**Task requirements:**
The entries are to be given again in full. Every word must match.

**Extracted entries:**
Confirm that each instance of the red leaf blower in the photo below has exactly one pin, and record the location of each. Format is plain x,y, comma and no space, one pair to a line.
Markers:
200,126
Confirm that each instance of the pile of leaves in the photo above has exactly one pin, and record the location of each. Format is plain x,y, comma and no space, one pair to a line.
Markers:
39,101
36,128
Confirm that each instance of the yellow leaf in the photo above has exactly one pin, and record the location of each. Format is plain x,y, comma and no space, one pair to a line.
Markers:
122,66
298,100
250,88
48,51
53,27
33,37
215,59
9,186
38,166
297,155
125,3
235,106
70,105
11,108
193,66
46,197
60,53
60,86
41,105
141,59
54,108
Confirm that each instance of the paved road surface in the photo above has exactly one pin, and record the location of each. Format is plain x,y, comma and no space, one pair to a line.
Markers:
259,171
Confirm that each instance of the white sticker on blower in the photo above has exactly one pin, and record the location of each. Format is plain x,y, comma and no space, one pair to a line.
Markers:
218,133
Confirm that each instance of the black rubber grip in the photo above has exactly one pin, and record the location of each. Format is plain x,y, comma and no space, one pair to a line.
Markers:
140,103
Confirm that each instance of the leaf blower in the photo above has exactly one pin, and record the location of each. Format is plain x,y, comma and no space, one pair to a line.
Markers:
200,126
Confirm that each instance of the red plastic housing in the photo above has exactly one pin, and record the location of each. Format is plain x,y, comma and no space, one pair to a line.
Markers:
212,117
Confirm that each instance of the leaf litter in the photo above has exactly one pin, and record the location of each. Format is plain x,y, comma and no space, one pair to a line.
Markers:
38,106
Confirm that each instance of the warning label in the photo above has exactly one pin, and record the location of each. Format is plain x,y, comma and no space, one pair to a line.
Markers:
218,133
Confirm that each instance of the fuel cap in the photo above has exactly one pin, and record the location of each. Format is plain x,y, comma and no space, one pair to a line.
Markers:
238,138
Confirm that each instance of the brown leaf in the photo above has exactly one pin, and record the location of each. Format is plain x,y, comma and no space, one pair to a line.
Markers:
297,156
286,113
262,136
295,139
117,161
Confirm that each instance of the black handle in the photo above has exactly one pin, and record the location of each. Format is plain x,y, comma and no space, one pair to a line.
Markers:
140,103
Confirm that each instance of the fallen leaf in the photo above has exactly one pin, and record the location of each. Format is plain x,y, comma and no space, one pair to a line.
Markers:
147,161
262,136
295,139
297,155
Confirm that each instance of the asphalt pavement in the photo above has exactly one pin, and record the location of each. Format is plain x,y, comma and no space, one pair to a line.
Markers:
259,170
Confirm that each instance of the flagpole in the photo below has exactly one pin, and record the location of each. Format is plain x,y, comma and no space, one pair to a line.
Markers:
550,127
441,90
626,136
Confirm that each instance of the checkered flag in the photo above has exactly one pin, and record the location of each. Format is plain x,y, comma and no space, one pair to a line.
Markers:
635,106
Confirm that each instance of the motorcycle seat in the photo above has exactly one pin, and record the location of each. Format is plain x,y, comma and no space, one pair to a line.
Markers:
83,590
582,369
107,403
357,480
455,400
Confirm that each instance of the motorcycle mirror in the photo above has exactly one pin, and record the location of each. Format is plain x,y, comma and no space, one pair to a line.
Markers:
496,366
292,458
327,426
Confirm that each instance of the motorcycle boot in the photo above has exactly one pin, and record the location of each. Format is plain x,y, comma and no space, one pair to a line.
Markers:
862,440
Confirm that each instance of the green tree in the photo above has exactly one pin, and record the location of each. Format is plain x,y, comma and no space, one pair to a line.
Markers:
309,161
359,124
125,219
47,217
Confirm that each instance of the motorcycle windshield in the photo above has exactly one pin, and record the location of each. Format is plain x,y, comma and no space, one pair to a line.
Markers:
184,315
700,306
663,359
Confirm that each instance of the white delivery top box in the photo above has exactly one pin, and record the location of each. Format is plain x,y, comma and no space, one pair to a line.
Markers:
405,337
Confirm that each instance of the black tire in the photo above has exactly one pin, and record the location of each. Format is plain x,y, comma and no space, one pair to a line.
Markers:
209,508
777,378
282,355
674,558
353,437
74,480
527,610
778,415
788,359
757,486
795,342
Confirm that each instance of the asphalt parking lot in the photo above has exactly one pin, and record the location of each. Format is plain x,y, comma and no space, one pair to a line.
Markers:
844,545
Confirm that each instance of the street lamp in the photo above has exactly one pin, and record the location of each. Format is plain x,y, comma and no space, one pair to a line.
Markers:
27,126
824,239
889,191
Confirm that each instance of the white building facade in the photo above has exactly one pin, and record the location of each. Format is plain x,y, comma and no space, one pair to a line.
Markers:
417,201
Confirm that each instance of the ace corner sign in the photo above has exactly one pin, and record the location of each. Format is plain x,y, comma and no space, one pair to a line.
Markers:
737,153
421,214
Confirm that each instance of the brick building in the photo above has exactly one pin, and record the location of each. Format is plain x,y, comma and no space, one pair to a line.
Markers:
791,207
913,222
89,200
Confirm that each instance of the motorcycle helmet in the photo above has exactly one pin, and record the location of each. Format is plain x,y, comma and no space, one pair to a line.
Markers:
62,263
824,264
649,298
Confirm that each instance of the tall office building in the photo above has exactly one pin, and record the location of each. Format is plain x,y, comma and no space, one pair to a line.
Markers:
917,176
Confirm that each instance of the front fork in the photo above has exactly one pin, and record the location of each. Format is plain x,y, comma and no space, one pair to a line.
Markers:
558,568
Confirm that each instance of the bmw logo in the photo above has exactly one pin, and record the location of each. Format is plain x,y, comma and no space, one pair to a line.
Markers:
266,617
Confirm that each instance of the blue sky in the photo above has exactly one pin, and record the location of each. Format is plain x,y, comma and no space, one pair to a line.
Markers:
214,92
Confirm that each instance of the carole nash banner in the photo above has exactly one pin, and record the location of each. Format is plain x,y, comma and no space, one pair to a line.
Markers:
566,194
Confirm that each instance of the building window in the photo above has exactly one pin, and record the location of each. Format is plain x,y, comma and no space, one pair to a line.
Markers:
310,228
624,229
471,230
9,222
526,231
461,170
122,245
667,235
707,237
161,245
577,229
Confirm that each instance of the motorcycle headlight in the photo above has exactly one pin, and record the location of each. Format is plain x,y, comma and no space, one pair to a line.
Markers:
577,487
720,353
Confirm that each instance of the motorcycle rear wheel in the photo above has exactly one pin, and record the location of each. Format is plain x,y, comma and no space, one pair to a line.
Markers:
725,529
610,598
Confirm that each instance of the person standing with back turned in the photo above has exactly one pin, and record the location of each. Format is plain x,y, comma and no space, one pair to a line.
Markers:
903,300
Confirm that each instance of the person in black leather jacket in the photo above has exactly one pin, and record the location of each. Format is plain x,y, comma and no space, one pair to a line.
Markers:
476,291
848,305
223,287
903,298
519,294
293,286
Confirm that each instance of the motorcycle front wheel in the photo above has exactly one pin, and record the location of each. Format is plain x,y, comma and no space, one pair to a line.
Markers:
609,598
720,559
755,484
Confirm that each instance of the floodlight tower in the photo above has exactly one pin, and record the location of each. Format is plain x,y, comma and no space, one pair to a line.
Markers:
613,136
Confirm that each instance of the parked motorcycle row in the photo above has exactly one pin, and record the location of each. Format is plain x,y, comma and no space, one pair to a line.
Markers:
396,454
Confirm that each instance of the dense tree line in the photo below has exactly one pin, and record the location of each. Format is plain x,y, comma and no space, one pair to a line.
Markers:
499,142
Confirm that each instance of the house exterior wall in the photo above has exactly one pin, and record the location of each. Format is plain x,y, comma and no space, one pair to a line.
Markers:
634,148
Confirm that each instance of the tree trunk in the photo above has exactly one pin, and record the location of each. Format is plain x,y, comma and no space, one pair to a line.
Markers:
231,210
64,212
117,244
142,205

**Written solution:**
Confirm that each instance of the red leaf blower in the photo below has exactly one pin, and record the location of each. Format is plain x,y, comma and no space, one pair to a line.
Markers:
200,126
Confirm that each instance of the pile of leaves in the photo above has exactly one pin, and record the location of each. Format is plain x,y, comma and no space, one pair to a line.
Markers:
39,101
36,128
Confirm that each instance of the yellow leaf in the photo above has exactly one pin, and record the location of each. Format is plain x,y, comma and no space, one pair to a line.
Markers:
122,66
298,100
250,88
48,51
53,27
33,37
215,59
9,186
38,166
297,155
125,3
235,106
70,105
11,108
193,66
46,197
60,53
60,86
41,105
141,59
54,108
Confirm that each instance of the paved road surface in the photo above has exactly one pin, and record the location of each. Format is plain x,y, comma and no space, one pair to a line.
Markers:
259,171
Confirm that each instance of the white sticker on blower in the photo above has exactly one pin, and record the location of each. Format is plain x,y, comma and no space, one pair to a line.
Markers:
218,133
Confirm that each instance of the black rubber grip in the photo above has exactly one pin, and record the location of each. Format is plain x,y, comma and no space, one pair to a line.
Markers:
140,103
Confirm that each instance of the leaf blower in the photo above has exactly one pin, and record the location of each. Format is plain x,y, comma and no space, one pair to a line.
Markers:
200,126
Confirm that each instance of the red plastic housing in the photo above has exactly one pin, and record the location of each. Format is plain x,y, comma and no space, one pair to a line.
Markers:
212,117
Confirm that each instance of the leaf litter in the photo above has exactly one pin, and record the location of each. Format is plain x,y, comma and no space, one pair to a line.
Markers:
38,106
Confirm that each instance of the warning label in the photo above has exactly one pin, and record the location of each. Format is plain x,y, comma and no space, one pair to a line.
Markers:
218,133
Confirm that each instance of the fuel cap in the photo above has exactly one pin, and record the location of each. Format is plain x,y, comma and no space, one pair to a line.
Markers:
238,138
Confirm that each instance of the brown leaf in the photo above has exactly one pin, and record the location of each. Format is plain x,y, comma and no space, one pair to a line.
Markers:
297,156
286,113
262,136
295,139
117,161
Confirm that each instance of the black handle in the photo above has exactly one pin, and record the location of each. Format is plain x,y, comma and no space, one pair to a line.
Markers:
140,103
Confirm that each instance of the fallen leaf in the photo above has exactly one pin, and record the location of each. Format is plain x,y, comma and no space, one pair to a line.
Markers:
147,161
262,136
295,139
297,155
Confirm that each instance of the asphalt pavement in the photo above has exactly one pin, and record the location of each. Format is plain x,y, comma and no space, one pair to a line.
Markers:
259,170
Confirm that each instance of the flagpole in the photo below has exactly one pin, and record the location of each. Format is plain x,y, comma and no space, one pair to a line.
Markers:
550,127
441,90
626,136
Confirm that each instance of the checkered flag in the photo above has exactly one pin, and record the location of each. Format is plain x,y, comma and no space, one pair to a line.
Markers:
635,106
Confirm that each instance of the motorcycle seat in the photo above has exactly one pin, and record the location of each. Format is plain x,y, comma and no space, one pair to a line.
Markers:
83,590
582,369
107,403
357,480
455,400
Confirm that each instance of the motorcycle mirror in the photo above has exactly one pin, and record the location of each. Format is plain x,y, comma and no space, one pair to a line.
Markers:
496,366
292,458
327,426
Confirm that each instance of the motorcycle boot in the photo above has exactly one pin, and record the location of each. Format is plain x,y, comma and no space, one pair to a line.
Markers:
862,440
Confirm that each instance of the green tree in the photo above has exactly one pin, and record the location of each. Format is plain x,y, comma and no space, one pair to a line.
Markers:
309,161
359,124
125,219
47,217
Confirm that each instance of the motorcycle windshield in the photo above has exactly one pin, and record the location of each. Format is plain x,y, comma and no space, one pair to a line.
Markers:
184,315
700,306
663,359
Confirm that each instance of the white delivery top box in the photo above has exactly one pin, and record the location of each. Format is plain x,y, comma and no space, one pair to a line.
Markers:
405,337
Confirm that each instance of the black tire in the photo above has exactly one pin, and record the location of each. Format is plain x,y, comma and no space, one pair to a line.
Markers:
209,508
777,378
282,355
674,558
353,437
74,480
527,610
778,415
788,359
757,486
795,342
Confirm that each instance of the asphalt parking lot in the photo above has exactly one pin, and record the location of each. Format is plain x,y, comma and no space, one pair to a line.
Markers:
844,545
Confirm that each instance of the street lamp in the photo above has exactly one pin, and record the location of each. Format is plain x,y, comma and no space, one pair to a line.
Markers:
27,126
824,239
889,191
Confirm that each instance of the white building facade in the photo above has exactly one pin, and record the location of each. Format is plain x,y, comma and no space, one pair to a line.
Markers:
417,201
Confirm that each instance of the ace corner sign in the photo above has exactly one pin, and record the location of each. Format is plain x,y, comma and no space, one pair to a line.
Markers:
737,153
421,214
Confirm that each instance of the brick building in the photo above has exactly one pin, and record the location of each. Format is plain x,y, comma and no space, one pair to a line.
Markers:
791,207
913,222
89,200
Confirm that each instance of the motorcycle helmet in the photo above has exactly one pin, and record the location of each. Format is plain x,y, comma and no space, one pair to a line.
Markers:
62,263
824,264
649,298
Confirm that each instance of the tall office building in the photo above has exactly one pin, and record the location of each. Format is plain x,y, comma and no space, one pair to a line.
Markers:
917,176
Confirm that each instance of the front fork in the photo above has exactly one pin, and record the location of each. Format is plain x,y, comma and no space, one pair to a line.
Markers:
558,568
Confirm that each instance of the bmw logo in the photo above has exactly one pin, and record the location of each. Format is plain x,y, comma and no space, one pair to a line.
Markers:
266,617
Confirm that each instance of the blue sky in the photo above has exactly one pin, and record the location of each. Format is plain x,y, comma and no space, one pair to a line.
Markers:
214,92
Confirm that each instance of the carole nash banner in the photo above has exactly one pin, and record the location of each. Format is plain x,y, comma and no space, one pair to a line.
Markers:
566,194
Confirm that each instance of the building window in the photo above has exactly one pin, and record the location of each. Format is plain x,y, comma and no space, one pair to a line.
Markers:
310,228
624,229
471,230
9,222
526,231
461,170
122,245
667,235
707,237
161,245
577,229
Confirm that each instance of the motorcycle headlight in the photo above has exactly one pin, and record the location of each. Format is plain x,y, comma and no space, one pair to a line.
Markers:
577,487
720,353
Confirm that each instance of the motorcycle rear wheel in the photo above has exactly one pin, and record the location of each. Format is plain x,y, comma and no space, one pair to a line.
Markers:
725,529
610,598
Confirm that each instance of the person standing with back turned in the photo above has exactly one pin, and record the location of each. Format is plain x,y, comma and no space, one pair to a line.
Markers:
903,300
Confirm that each instance of the person in black leather jacket in the photo above has exactly one pin, and record the location of each. Format is plain x,y, comma and no space, one pair to a line.
Markers:
476,291
848,305
223,287
903,298
519,294
293,286
Confirm that each instance of the motorcycle front wheel in the photo above has exactly one pin, and record the location of each. Format is plain x,y, comma and no space, one pair to a line.
Markers:
609,598
720,559
755,484
Confirm that each instance of the floodlight tower in the photo above has exactly one pin, and record the location of each. Format is plain x,y, comma and no space, one pair to a line.
Markers:
613,136
Confirm that each instance of the parked motorcycle row in the photo above has exactly one pin, and record the location of each. Format is plain x,y, comma and no space, one pair to a line.
Markers:
396,454
Confirm that each instance of the dense tree line in the photo below has exactly one pin, and record the location of each. Format is plain x,y, comma and no space, one pair to a line.
Markers:
499,142
Confirm that each instance of the house exterior wall in the photo above has exactly one pin, and record the location of each. Format is plain x,y, comma and no space, one pair to a line.
Markers:
634,148
Confirm that each instance of the tree trunk in the photo above has exactly one pin, and record the location of each. Format is plain x,y, comma and no space, one pair to a line.
Markers:
231,210
64,212
117,244
142,205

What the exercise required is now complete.